Task prompt: Starting with the line that contains "Can you see the bougainvillea", reproduce each line through the end of the entries exactly as written.

Given data:
------------------------------

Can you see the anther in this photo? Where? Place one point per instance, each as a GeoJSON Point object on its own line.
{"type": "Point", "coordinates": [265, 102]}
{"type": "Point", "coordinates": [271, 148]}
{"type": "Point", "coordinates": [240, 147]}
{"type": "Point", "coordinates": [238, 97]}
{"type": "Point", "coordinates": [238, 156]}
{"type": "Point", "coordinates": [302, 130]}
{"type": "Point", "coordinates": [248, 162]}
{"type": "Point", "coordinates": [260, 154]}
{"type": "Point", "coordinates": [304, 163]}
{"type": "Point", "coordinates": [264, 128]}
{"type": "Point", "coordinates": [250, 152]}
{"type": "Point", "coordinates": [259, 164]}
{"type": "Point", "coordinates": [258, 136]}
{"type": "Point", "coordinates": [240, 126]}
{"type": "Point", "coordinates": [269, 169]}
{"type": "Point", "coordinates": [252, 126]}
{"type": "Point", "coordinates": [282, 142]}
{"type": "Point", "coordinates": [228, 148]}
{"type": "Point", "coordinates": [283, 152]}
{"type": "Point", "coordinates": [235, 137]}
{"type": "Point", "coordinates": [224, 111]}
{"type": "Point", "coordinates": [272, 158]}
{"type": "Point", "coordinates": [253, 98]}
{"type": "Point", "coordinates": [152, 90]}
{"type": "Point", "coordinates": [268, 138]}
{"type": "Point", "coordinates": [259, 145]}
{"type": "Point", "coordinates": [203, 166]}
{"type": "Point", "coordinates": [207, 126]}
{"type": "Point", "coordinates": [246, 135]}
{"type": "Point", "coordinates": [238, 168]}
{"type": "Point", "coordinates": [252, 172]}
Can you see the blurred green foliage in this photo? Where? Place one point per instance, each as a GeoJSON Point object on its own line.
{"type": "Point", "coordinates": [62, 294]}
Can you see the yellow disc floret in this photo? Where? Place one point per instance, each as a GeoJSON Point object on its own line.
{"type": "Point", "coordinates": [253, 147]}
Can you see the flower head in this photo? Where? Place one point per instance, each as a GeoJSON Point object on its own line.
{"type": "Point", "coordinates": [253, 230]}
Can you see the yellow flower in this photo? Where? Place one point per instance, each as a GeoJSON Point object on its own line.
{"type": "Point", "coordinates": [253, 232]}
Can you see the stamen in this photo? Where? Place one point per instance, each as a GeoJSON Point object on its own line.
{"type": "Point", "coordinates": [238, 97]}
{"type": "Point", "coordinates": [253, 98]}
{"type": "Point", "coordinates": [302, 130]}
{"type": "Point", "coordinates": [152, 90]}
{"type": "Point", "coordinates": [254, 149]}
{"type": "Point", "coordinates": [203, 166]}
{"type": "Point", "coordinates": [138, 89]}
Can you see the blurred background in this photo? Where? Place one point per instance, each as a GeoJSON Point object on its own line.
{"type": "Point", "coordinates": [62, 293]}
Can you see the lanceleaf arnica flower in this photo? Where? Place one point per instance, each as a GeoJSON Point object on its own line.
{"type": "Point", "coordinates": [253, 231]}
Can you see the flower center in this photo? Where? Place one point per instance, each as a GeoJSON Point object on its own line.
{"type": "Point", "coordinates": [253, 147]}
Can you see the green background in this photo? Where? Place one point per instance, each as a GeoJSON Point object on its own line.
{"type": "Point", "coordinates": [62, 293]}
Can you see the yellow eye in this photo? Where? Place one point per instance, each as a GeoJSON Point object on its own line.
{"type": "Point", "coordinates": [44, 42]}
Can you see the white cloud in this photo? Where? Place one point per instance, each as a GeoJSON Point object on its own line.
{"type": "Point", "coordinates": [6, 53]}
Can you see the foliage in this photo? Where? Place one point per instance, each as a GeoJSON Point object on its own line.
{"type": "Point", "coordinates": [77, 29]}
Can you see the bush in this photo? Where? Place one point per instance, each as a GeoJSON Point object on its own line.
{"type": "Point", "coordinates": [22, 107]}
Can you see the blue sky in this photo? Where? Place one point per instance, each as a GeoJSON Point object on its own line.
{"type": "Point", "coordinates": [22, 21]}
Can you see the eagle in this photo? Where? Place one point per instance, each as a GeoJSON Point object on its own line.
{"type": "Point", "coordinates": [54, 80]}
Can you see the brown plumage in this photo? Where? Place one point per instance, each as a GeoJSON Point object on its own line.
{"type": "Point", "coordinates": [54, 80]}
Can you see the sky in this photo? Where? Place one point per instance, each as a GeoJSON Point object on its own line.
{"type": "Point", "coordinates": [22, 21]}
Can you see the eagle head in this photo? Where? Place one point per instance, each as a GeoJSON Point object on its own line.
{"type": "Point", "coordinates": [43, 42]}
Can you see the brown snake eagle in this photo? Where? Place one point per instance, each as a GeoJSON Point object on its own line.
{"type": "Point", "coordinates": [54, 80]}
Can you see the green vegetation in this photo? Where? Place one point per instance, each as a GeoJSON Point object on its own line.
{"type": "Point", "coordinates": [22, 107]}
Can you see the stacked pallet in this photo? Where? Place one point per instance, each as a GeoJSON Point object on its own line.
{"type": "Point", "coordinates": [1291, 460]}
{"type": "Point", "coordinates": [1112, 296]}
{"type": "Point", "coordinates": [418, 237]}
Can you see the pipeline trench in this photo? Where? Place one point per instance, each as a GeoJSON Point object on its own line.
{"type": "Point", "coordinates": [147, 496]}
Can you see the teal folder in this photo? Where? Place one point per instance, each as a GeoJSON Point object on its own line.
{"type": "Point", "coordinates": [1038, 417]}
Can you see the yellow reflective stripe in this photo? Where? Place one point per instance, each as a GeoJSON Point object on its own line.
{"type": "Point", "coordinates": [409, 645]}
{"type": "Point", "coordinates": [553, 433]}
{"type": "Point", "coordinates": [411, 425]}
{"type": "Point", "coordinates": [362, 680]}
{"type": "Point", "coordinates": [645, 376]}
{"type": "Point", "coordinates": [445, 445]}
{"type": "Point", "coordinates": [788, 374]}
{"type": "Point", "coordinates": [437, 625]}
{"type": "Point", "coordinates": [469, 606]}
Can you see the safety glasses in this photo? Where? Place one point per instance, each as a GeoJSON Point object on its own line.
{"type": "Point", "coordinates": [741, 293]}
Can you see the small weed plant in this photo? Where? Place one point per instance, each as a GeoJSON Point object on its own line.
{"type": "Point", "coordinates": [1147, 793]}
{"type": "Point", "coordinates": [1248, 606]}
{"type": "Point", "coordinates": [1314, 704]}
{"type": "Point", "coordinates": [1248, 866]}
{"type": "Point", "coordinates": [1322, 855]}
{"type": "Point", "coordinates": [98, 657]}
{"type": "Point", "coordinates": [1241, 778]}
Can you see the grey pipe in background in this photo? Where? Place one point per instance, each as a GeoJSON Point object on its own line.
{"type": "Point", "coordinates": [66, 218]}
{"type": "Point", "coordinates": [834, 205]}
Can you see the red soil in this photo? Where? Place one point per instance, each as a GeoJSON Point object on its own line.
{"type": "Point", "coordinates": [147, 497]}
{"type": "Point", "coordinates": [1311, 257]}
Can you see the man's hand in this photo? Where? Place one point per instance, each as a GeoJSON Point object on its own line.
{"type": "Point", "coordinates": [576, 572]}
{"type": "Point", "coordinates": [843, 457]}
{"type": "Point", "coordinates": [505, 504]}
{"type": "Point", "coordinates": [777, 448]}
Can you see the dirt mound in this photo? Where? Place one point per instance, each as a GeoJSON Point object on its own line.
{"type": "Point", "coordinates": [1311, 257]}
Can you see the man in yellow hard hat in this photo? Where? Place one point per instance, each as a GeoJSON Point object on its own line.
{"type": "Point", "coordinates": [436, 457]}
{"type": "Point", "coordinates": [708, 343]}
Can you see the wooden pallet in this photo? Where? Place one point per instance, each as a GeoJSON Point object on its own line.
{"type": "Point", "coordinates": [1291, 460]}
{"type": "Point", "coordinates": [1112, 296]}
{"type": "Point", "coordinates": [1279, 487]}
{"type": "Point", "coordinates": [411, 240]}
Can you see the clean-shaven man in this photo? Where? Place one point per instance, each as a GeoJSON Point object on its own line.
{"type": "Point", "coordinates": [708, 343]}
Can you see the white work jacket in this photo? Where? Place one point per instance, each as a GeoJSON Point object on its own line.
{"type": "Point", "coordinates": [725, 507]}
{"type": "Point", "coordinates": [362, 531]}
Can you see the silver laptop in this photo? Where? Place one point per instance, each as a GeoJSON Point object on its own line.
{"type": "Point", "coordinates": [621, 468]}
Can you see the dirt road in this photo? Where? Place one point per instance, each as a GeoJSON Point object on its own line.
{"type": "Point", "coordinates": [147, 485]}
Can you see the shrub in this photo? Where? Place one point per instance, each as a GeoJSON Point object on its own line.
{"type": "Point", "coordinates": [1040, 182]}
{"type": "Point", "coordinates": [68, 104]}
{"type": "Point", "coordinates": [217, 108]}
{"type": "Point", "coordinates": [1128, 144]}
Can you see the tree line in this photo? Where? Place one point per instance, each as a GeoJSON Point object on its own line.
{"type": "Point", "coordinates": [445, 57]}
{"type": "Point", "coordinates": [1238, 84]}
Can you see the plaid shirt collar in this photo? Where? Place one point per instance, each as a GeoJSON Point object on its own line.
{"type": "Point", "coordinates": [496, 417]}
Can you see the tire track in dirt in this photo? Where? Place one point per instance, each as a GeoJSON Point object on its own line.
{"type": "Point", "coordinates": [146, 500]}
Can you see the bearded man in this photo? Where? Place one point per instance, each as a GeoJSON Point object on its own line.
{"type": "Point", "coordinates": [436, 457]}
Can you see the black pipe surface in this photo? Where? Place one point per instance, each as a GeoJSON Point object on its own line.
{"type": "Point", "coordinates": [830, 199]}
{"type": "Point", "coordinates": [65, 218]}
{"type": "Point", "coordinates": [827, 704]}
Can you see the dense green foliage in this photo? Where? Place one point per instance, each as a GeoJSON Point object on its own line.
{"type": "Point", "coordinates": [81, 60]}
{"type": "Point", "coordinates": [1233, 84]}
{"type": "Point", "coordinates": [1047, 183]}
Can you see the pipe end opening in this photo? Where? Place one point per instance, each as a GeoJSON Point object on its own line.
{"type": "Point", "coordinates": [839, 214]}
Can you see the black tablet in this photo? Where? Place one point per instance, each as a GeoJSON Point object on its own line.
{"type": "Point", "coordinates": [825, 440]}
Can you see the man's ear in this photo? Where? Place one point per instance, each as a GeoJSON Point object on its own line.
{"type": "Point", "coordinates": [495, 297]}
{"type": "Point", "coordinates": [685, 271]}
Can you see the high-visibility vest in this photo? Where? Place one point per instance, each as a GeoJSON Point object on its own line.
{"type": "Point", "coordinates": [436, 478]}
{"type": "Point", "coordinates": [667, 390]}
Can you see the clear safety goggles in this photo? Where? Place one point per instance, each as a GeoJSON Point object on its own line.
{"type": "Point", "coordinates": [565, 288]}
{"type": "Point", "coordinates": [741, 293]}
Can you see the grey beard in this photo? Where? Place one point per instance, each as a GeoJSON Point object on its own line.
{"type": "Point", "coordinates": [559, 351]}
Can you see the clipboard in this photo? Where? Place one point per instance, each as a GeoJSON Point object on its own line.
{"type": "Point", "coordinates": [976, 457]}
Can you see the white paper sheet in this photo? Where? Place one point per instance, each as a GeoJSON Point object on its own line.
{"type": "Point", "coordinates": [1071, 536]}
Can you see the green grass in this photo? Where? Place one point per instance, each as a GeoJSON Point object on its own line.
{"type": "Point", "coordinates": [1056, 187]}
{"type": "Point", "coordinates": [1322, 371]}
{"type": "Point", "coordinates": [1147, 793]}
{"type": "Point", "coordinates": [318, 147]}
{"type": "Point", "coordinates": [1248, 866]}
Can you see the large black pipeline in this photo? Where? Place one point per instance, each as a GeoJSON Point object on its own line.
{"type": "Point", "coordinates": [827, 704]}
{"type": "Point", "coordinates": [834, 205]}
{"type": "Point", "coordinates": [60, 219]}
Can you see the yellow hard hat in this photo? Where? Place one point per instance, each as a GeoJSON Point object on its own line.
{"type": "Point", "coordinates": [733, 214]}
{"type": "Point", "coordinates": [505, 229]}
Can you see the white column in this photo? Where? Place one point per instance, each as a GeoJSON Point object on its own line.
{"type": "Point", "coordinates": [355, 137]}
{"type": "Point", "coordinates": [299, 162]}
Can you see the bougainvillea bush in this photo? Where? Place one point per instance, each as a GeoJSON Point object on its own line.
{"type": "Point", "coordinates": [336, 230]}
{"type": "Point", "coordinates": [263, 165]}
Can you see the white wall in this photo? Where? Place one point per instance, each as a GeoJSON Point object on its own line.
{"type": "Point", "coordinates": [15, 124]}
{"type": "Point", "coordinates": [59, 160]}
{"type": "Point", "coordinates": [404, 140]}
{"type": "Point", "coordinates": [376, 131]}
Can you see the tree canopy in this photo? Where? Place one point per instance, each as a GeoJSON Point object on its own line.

------------------------------

Full solution:
Can you see the bougainvillea bush in this photo? Where? Place one point per instance, each as a GeoJSON Point object on its own line.
{"type": "Point", "coordinates": [336, 230]}
{"type": "Point", "coordinates": [263, 165]}
Can you see the white wall in this photo? Where? Place one point per instance, each as a GeoJSON Point object on its own line.
{"type": "Point", "coordinates": [15, 124]}
{"type": "Point", "coordinates": [59, 160]}
{"type": "Point", "coordinates": [404, 140]}
{"type": "Point", "coordinates": [376, 131]}
Can you see the tree canopy in this photo? Where? Place one point per instance, each as a GeoJSON Point object on its own line.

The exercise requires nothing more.